§ **EXERCISE OBJECTIVE**
Using the entries below, quote exactly the span of lines that begins with the line containing "Study the photograph above. For every instance of the chair" and ends with the final line.

.....

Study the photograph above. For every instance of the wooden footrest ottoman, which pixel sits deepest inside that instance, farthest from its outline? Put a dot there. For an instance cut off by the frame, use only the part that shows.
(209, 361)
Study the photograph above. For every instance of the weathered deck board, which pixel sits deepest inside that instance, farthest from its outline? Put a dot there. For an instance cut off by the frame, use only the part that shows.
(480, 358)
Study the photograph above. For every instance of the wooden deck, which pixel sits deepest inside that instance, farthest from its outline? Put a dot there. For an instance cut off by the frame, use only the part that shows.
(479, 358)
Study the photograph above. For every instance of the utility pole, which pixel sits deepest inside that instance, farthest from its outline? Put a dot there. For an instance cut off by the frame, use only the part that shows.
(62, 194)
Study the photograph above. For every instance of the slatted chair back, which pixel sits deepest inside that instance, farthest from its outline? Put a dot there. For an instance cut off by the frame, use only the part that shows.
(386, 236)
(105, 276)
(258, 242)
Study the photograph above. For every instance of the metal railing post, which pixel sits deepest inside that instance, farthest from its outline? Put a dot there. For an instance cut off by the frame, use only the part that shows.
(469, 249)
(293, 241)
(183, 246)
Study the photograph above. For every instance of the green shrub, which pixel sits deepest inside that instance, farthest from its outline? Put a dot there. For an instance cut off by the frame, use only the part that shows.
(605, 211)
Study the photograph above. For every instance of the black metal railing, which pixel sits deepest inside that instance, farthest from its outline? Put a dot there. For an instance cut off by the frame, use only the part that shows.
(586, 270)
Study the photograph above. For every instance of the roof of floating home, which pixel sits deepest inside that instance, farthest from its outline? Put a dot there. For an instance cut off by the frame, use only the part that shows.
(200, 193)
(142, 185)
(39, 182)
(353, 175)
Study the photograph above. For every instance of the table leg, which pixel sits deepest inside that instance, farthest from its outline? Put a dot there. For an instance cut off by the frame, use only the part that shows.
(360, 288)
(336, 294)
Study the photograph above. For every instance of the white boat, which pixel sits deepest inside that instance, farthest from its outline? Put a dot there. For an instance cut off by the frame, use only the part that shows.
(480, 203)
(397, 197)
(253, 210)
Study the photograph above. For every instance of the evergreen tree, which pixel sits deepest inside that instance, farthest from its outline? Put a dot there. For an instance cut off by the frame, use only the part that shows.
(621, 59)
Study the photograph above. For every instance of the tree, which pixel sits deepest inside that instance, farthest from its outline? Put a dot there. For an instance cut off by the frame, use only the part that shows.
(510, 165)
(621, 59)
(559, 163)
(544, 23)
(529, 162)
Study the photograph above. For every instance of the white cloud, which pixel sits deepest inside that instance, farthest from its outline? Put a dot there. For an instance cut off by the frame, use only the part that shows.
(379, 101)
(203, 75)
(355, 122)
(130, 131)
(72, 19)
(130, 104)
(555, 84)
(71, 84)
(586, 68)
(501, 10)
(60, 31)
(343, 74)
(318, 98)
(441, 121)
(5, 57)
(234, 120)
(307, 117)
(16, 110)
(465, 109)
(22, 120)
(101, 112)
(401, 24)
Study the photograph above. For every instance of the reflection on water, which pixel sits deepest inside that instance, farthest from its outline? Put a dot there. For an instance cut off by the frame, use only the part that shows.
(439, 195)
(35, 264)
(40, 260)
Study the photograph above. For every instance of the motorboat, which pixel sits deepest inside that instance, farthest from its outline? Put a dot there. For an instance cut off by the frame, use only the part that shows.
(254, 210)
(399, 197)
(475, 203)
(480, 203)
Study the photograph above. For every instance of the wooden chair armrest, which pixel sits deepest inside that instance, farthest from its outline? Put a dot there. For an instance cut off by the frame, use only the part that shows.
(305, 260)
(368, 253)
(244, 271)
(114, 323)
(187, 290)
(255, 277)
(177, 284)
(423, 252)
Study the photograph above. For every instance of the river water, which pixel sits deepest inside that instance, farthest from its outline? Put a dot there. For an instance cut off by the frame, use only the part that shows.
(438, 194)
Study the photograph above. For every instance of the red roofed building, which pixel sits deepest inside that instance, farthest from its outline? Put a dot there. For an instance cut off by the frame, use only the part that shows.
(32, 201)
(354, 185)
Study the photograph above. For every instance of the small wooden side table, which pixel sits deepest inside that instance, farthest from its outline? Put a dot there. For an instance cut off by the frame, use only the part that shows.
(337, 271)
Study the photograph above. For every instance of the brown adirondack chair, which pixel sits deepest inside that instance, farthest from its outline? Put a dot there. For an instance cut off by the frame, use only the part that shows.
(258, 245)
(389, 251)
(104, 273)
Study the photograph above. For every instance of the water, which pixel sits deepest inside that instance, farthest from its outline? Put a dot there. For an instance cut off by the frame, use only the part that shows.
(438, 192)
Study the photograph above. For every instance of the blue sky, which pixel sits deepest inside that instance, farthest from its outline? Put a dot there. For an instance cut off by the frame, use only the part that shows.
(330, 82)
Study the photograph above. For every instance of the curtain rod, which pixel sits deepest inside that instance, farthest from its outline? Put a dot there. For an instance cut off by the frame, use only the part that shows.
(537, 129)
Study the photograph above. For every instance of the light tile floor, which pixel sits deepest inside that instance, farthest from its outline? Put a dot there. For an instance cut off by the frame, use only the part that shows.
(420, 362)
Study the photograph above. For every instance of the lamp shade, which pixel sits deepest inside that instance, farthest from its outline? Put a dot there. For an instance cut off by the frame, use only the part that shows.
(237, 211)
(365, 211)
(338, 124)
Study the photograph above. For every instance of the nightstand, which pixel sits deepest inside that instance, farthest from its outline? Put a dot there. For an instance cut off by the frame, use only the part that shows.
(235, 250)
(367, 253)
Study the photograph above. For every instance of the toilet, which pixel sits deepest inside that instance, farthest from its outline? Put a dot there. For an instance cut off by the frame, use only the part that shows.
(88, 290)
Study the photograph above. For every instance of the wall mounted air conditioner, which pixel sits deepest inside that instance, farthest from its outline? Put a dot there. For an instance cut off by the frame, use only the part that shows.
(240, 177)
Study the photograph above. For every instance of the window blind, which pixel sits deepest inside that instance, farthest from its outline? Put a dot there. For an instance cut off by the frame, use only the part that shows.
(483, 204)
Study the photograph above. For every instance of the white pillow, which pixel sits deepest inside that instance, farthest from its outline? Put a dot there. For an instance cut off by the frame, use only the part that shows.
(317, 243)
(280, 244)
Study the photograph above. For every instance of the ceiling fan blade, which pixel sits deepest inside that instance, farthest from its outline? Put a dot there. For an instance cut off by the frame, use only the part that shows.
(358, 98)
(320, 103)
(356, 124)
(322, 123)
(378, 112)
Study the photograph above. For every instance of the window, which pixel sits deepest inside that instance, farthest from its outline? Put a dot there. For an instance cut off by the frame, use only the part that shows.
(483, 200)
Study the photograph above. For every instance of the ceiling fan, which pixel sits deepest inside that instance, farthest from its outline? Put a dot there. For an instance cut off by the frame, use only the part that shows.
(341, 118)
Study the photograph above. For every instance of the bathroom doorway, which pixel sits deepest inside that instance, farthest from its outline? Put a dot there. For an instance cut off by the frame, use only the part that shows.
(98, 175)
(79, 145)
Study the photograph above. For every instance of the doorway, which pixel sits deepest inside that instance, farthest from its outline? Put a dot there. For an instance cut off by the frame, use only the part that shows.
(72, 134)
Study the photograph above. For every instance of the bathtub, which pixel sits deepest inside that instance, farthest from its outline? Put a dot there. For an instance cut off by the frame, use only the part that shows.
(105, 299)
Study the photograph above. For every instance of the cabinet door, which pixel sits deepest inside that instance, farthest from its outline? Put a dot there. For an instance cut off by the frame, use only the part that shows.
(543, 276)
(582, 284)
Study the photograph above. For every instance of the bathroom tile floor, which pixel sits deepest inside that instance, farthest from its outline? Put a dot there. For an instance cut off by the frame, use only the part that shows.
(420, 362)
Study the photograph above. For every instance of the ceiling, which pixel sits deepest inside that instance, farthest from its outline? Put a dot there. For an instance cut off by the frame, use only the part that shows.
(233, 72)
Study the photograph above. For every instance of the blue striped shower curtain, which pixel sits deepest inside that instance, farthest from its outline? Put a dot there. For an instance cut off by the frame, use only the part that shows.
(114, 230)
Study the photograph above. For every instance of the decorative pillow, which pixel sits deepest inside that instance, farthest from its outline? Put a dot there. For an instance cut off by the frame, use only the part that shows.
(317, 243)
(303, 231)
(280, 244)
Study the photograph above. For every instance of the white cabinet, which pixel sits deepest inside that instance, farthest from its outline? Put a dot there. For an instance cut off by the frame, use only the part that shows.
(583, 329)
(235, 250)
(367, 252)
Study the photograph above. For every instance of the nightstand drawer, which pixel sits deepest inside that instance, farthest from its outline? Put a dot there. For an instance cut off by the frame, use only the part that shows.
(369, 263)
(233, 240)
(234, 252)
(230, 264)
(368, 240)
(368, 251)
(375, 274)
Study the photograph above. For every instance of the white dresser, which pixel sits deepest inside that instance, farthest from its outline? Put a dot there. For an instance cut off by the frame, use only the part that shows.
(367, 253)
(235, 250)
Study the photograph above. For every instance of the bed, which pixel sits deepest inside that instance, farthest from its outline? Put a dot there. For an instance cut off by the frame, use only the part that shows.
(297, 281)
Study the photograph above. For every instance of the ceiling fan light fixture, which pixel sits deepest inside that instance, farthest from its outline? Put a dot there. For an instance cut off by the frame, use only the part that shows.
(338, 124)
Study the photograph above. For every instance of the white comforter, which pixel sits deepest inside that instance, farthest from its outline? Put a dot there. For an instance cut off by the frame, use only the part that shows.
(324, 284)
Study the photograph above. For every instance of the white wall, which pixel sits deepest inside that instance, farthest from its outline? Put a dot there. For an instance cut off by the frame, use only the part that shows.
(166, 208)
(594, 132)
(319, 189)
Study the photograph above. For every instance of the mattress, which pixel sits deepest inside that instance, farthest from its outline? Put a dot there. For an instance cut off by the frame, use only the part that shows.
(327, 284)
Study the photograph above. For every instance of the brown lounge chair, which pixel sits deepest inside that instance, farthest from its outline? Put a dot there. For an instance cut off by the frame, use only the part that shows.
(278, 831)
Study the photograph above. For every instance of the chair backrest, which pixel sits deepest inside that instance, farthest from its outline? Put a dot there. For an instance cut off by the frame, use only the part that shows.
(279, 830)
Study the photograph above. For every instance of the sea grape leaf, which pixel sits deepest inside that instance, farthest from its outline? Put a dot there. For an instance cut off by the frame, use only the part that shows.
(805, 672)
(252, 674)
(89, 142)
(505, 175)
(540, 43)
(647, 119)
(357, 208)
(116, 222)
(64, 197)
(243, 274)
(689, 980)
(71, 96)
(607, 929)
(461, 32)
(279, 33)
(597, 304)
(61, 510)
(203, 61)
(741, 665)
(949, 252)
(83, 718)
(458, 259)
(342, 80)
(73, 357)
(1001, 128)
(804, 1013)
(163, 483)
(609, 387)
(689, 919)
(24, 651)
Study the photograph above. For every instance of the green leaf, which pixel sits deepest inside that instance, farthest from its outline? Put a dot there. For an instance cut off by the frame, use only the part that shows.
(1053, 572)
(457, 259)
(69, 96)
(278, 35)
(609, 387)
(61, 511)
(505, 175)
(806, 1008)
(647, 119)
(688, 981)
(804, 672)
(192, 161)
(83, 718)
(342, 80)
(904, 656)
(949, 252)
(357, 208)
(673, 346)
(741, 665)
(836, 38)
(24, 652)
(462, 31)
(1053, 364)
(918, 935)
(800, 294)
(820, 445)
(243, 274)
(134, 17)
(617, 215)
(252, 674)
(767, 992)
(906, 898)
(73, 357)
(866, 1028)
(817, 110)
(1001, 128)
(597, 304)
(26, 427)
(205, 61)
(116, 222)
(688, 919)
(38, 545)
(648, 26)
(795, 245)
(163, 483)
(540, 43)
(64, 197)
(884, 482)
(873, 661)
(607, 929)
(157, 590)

.....

§ **RESULT**
Study the photograph above. For every instance of the chair backrest, which pixel sits deepest inside that instance, farthest from its outline? Put a dot there. For an instance cut off by the frame, use only the part that shows.
(279, 830)
Study the photograph above. For every instance of the sea grape leaf, which pixel sits deepest inside that instance, farthest from its outline? Put a dot there. For an instance cut off by the frame, use only the part that shows.
(805, 672)
(252, 674)
(89, 142)
(505, 175)
(540, 43)
(647, 119)
(357, 208)
(116, 222)
(64, 197)
(243, 274)
(689, 980)
(71, 96)
(607, 929)
(461, 32)
(279, 33)
(597, 304)
(61, 510)
(203, 61)
(741, 665)
(949, 252)
(83, 718)
(458, 259)
(342, 80)
(73, 357)
(1001, 128)
(804, 1013)
(163, 483)
(609, 387)
(689, 919)
(24, 651)
Study the photograph above. For every instance of the green leaf, which pixel sits deepest inside that instance, farthest from its outline? Put a dot there. For an instance cut off by the frame, use only the part that shows.
(1053, 572)
(457, 259)
(69, 96)
(278, 35)
(609, 387)
(61, 511)
(505, 175)
(806, 1008)
(647, 119)
(688, 981)
(804, 672)
(192, 161)
(83, 718)
(342, 80)
(904, 656)
(949, 252)
(357, 208)
(673, 346)
(741, 665)
(836, 38)
(24, 652)
(462, 31)
(1053, 364)
(918, 935)
(800, 294)
(820, 445)
(243, 274)
(134, 17)
(617, 215)
(252, 674)
(767, 992)
(906, 898)
(73, 357)
(866, 1028)
(817, 110)
(1001, 128)
(597, 304)
(26, 427)
(205, 61)
(116, 222)
(688, 919)
(38, 545)
(648, 26)
(795, 245)
(163, 483)
(540, 43)
(64, 197)
(884, 482)
(873, 661)
(607, 929)
(157, 590)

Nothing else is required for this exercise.